### Your objective
Pick out every line below that contains the string "player" and copy each one in full.

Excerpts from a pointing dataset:
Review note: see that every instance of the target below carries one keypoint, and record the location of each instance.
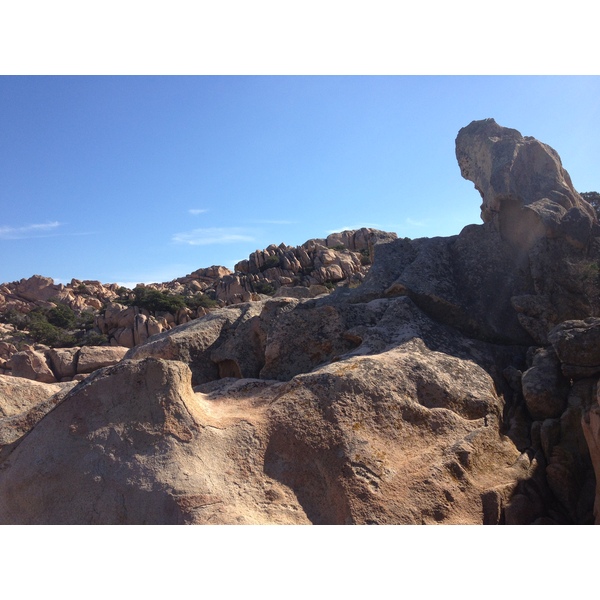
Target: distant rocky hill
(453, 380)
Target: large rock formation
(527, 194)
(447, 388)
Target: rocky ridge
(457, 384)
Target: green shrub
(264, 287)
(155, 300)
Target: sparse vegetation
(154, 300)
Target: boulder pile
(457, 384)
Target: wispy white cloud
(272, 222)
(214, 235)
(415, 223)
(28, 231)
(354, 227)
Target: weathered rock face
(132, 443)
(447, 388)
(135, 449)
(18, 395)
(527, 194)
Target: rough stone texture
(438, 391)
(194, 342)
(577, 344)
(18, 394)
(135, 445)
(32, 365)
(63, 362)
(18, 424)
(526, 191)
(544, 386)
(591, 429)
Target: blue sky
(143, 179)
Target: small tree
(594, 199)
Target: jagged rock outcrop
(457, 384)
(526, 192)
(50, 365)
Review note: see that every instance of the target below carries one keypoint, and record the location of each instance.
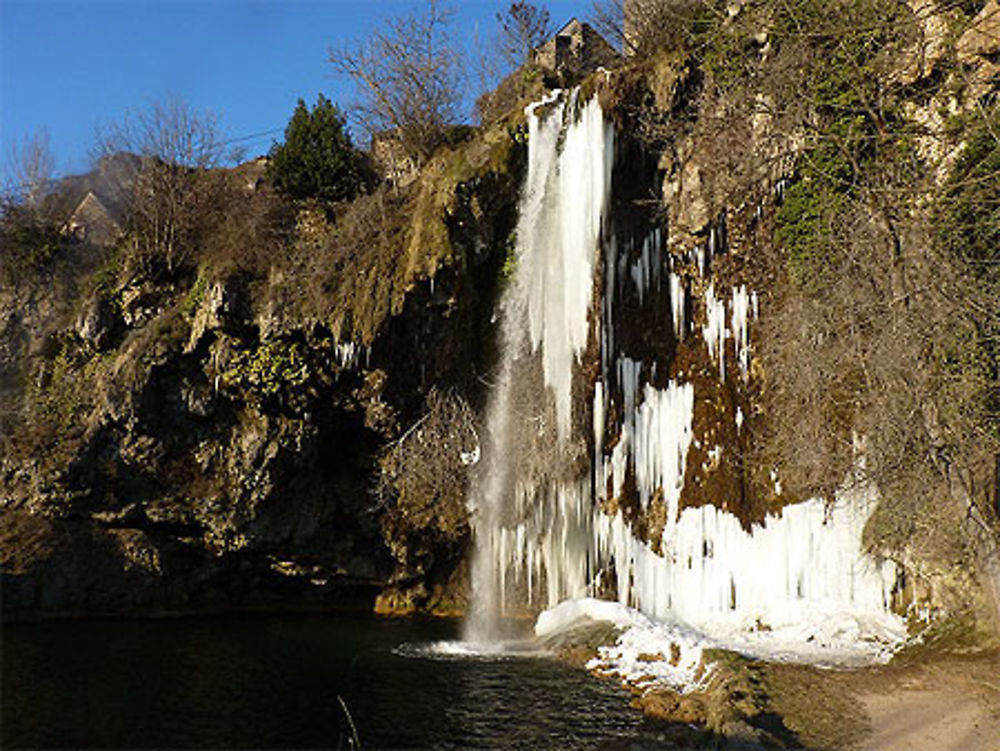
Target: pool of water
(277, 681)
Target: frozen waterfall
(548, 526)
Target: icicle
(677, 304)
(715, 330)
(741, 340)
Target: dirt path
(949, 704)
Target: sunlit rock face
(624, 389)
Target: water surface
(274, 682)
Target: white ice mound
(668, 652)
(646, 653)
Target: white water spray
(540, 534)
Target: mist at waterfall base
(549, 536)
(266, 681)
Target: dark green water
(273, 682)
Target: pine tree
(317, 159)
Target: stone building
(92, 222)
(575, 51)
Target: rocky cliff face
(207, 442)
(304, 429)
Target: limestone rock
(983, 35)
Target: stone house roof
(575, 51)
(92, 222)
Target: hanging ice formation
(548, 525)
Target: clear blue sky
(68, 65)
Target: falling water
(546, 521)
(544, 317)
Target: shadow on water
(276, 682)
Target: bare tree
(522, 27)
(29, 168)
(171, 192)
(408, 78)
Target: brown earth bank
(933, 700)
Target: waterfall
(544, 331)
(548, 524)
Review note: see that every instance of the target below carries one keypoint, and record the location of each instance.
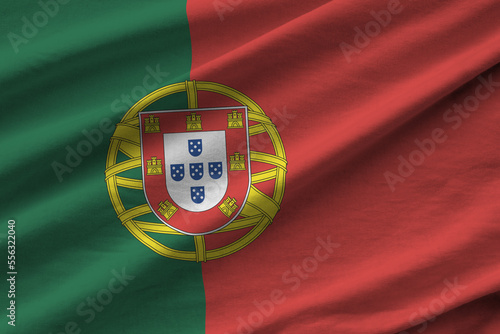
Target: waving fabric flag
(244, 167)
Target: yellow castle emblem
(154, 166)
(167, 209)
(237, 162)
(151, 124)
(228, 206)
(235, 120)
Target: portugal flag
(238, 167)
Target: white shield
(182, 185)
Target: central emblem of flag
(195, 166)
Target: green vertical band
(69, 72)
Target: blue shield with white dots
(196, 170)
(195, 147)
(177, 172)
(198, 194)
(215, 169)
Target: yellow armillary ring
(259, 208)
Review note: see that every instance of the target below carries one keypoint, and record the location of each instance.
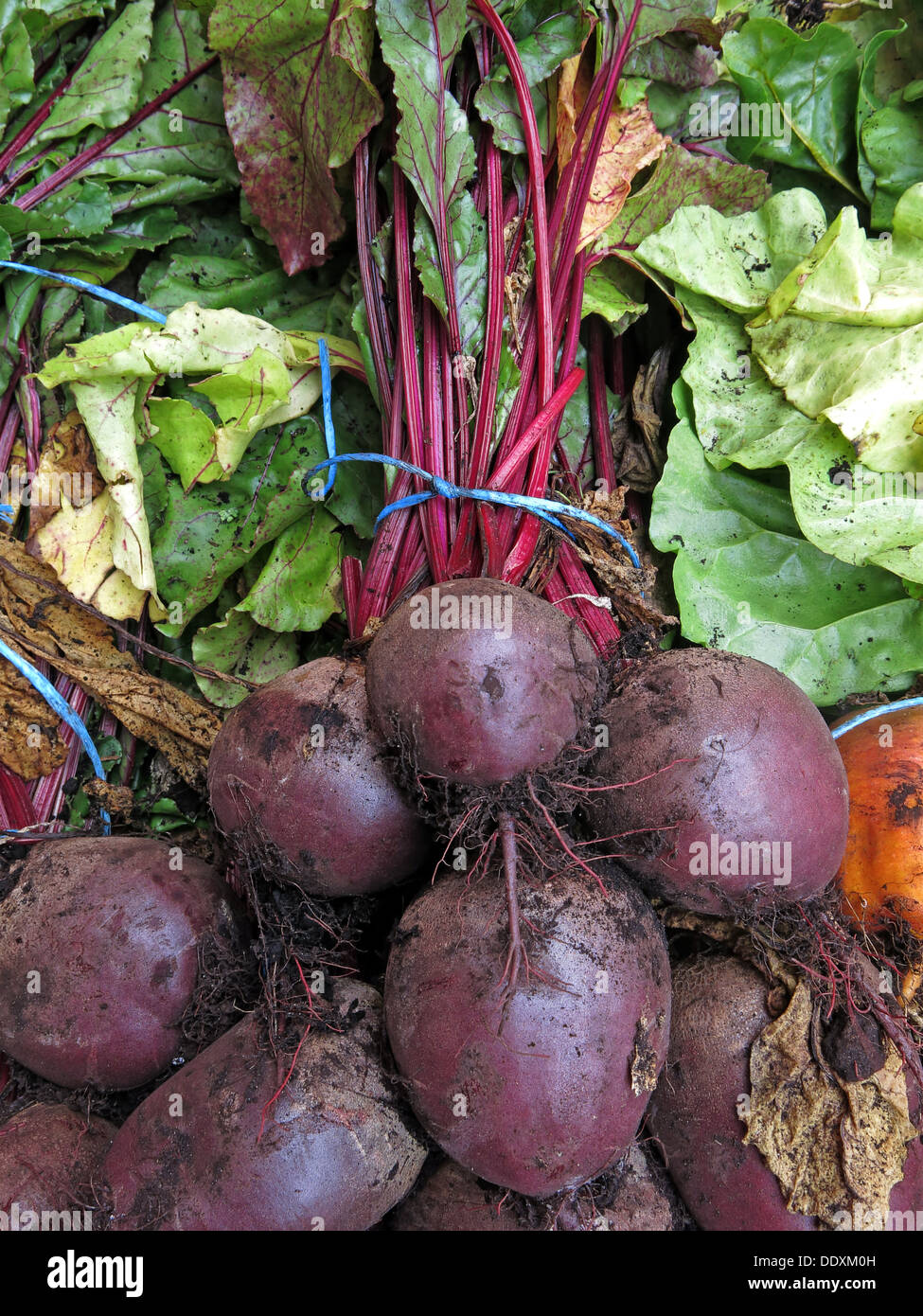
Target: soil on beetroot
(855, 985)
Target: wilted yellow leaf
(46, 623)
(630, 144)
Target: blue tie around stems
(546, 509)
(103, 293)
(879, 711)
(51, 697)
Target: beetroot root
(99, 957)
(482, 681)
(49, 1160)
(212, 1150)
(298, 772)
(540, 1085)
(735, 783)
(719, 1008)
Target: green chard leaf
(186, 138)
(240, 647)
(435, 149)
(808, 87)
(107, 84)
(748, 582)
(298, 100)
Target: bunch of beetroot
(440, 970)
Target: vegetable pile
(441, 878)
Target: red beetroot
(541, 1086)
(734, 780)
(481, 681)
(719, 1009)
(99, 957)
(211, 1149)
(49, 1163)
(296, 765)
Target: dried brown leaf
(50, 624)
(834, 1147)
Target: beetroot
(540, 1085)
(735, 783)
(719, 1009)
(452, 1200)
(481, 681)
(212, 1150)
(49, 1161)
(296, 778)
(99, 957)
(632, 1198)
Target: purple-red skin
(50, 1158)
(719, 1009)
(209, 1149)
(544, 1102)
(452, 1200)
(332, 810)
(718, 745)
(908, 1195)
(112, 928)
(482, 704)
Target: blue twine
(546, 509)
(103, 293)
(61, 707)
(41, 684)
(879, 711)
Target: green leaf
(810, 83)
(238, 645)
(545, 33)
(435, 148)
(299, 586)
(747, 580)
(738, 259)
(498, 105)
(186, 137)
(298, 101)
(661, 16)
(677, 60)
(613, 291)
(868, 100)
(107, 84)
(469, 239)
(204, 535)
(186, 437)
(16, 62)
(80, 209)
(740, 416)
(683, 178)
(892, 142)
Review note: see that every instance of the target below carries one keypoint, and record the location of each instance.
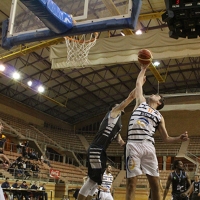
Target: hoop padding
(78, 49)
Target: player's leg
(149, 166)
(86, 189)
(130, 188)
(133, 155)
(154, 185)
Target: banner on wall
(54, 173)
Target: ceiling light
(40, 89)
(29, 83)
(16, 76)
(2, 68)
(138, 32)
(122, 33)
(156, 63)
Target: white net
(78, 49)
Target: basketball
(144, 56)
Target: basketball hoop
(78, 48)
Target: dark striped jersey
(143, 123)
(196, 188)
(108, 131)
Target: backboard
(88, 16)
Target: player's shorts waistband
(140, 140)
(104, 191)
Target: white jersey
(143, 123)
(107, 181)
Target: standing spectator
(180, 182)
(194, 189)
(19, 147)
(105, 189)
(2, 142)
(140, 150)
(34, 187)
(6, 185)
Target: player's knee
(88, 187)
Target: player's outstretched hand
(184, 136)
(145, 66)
---
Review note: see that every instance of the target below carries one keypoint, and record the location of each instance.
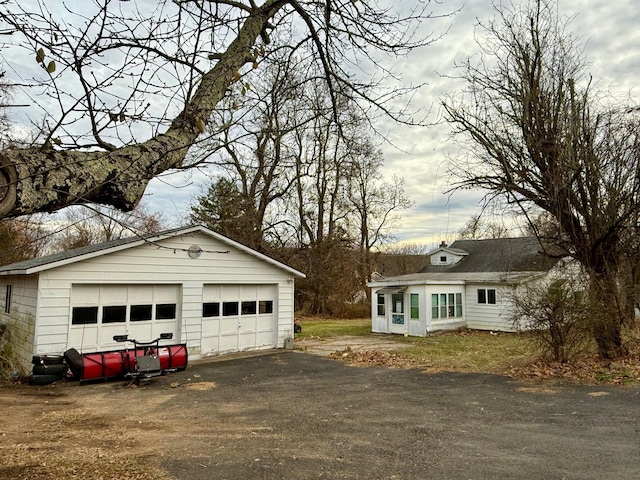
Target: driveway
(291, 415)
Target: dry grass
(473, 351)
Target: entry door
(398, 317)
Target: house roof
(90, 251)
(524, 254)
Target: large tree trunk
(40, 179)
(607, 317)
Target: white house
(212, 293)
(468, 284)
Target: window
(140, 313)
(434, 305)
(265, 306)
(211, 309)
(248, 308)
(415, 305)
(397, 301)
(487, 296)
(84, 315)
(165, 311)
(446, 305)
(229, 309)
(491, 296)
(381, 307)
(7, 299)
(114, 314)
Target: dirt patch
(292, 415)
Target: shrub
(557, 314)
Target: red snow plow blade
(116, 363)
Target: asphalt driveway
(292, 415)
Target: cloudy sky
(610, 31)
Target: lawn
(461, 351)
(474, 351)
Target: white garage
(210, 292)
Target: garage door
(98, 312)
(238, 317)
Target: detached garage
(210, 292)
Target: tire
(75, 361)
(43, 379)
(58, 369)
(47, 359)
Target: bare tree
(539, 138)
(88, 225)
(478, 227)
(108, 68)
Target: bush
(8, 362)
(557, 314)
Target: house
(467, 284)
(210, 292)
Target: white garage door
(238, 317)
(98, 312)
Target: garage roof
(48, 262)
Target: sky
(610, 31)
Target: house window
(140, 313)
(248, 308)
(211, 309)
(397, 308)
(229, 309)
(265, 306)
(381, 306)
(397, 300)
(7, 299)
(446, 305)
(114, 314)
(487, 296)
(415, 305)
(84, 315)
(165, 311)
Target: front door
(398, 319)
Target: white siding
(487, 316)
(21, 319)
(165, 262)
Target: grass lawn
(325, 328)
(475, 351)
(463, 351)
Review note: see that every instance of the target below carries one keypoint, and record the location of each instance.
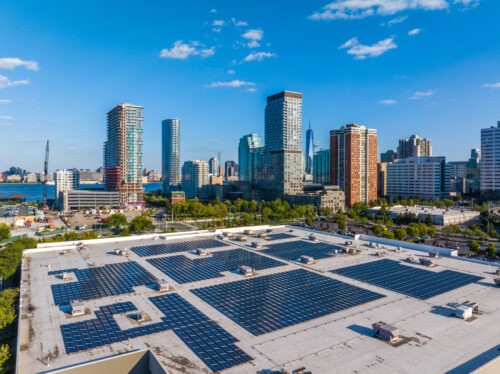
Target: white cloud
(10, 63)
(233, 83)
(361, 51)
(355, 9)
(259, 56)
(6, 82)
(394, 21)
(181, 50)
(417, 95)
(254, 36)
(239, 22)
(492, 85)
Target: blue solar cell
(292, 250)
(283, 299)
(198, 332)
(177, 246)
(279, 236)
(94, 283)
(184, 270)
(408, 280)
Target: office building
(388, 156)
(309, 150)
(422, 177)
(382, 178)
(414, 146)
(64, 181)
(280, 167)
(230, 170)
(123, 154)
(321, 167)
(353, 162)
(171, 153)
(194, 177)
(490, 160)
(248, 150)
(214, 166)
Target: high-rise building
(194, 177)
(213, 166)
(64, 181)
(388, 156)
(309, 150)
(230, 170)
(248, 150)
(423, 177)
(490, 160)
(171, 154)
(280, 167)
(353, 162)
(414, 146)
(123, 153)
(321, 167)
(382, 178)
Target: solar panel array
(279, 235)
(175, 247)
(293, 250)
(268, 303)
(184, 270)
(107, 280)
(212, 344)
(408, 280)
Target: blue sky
* * *
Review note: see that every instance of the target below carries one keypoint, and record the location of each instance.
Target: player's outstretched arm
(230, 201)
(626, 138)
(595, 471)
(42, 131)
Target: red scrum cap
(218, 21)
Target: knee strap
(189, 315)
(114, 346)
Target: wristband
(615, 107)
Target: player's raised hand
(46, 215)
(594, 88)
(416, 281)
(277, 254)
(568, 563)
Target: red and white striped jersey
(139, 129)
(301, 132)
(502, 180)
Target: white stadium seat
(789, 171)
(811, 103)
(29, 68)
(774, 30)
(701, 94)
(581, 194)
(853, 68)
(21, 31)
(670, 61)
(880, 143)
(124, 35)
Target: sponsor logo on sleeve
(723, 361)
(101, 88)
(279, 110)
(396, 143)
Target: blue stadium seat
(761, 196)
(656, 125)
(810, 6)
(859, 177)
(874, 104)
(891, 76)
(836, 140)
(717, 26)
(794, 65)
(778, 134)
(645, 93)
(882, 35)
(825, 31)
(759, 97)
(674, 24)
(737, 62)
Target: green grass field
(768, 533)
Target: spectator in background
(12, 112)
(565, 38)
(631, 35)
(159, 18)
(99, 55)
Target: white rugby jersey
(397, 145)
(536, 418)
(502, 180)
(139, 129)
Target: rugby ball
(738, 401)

### Written solution
Target: player's leg
Target: player's shorts waistband
Target: player's knee
Target: player's outstretched hand
Target: player's outstretched arm
Target: player's raised hand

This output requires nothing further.